§ **Task instructions**
The line that holds "Practice step: find the metal handrail" marks the start. Return it and each following line through the end of the data, unchanged.

§ **Supplied material**
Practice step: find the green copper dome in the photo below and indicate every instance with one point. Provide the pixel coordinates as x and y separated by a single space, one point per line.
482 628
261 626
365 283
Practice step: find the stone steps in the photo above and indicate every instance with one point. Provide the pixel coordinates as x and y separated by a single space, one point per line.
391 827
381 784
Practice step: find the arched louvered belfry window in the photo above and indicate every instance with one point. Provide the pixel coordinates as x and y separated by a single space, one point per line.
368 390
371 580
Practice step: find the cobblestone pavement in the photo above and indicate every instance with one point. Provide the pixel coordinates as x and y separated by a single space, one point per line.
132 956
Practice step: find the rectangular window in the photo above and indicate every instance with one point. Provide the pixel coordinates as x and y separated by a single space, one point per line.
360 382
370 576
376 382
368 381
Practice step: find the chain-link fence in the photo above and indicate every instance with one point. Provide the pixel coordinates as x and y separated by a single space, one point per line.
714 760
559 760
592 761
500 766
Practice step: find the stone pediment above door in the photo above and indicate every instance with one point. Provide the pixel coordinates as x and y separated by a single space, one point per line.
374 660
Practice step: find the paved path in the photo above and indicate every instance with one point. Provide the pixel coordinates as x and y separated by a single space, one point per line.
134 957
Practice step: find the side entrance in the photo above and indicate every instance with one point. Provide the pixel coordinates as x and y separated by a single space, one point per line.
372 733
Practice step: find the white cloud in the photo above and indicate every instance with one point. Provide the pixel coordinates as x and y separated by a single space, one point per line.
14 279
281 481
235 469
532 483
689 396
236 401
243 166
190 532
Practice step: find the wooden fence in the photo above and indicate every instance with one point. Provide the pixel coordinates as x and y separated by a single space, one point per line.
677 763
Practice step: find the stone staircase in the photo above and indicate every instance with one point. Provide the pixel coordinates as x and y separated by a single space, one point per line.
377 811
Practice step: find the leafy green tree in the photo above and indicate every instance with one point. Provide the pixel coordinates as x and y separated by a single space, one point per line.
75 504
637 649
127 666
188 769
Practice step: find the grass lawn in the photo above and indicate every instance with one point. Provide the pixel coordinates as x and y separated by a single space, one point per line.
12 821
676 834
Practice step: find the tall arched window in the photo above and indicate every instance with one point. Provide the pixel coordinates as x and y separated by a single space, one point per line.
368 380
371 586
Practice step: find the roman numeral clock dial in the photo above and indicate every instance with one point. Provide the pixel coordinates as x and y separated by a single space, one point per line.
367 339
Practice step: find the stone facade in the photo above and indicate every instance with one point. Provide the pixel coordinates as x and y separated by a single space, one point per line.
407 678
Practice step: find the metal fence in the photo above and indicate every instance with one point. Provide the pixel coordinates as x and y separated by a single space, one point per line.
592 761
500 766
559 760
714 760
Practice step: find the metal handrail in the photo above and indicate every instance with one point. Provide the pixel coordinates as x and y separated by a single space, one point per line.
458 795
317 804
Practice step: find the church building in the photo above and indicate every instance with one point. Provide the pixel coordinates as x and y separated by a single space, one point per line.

§ **Task result**
Practice step: find the metal handrail in the photo above and indicate every instance with one point. Provide the pixel coordinates as x and y separated by a single space, one point per line.
458 795
317 804
Practice step: find the church building in the photo above and indicate every instance with one point. Provide the pixel coordinates as x and y separated by a single space, one point per line.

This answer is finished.